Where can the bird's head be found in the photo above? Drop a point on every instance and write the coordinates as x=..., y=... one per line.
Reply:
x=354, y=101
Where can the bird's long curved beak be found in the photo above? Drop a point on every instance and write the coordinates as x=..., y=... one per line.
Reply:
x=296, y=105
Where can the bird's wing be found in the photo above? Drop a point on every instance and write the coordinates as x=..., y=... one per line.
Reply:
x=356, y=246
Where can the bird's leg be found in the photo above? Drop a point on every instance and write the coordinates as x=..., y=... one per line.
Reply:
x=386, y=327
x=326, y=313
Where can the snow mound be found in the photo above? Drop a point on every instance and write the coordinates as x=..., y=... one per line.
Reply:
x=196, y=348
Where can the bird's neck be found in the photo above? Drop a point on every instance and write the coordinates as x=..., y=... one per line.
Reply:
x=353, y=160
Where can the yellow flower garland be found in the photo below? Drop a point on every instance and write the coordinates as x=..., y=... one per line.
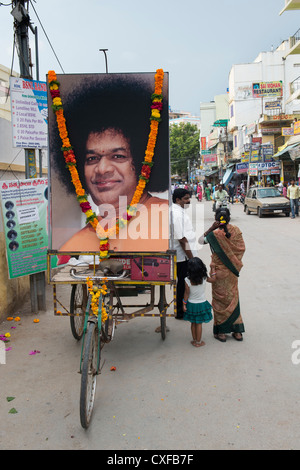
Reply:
x=95, y=295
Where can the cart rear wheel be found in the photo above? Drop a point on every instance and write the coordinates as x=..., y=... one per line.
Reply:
x=91, y=359
x=78, y=302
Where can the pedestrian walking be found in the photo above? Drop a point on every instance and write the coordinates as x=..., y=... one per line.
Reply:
x=185, y=242
x=231, y=191
x=196, y=308
x=293, y=195
x=228, y=247
x=199, y=192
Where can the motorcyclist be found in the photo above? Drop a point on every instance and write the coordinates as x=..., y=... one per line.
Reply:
x=220, y=195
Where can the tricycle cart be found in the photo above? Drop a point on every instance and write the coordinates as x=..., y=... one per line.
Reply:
x=126, y=275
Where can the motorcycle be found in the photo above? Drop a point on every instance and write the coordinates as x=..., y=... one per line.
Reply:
x=242, y=198
x=224, y=204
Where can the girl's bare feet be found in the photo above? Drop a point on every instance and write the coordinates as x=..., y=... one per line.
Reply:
x=198, y=344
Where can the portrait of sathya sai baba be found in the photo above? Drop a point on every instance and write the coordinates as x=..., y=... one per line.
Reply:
x=109, y=162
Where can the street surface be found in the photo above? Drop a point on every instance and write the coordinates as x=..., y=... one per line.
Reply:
x=168, y=395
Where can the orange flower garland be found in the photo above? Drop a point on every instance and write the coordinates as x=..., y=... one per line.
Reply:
x=70, y=160
x=95, y=295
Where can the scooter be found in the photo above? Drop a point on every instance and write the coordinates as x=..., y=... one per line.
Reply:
x=224, y=204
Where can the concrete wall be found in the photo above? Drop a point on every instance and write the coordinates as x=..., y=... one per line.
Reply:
x=13, y=292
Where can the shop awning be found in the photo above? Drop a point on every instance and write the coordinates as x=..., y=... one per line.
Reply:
x=290, y=149
x=211, y=172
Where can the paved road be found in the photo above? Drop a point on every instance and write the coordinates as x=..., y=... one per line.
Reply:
x=167, y=394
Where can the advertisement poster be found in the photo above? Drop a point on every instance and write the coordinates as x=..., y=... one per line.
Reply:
x=29, y=111
x=108, y=121
x=262, y=89
x=24, y=206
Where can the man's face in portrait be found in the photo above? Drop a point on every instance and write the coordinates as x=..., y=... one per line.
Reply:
x=184, y=201
x=108, y=168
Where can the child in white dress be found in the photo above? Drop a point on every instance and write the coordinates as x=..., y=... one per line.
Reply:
x=196, y=308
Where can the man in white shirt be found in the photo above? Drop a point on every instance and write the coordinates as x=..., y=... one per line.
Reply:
x=293, y=195
x=185, y=242
x=220, y=195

→ Task item
From the data, pick out every line that includes "cart".

→ Answer section
Where can the cart rear wheel be found in the photo above? Drop a point on every instance and write the coordinates as x=..., y=... one per line.
Where can the tricycle cart be found in the photo above? Drop a point on every instance and write the coordinates as x=..., y=... one per line.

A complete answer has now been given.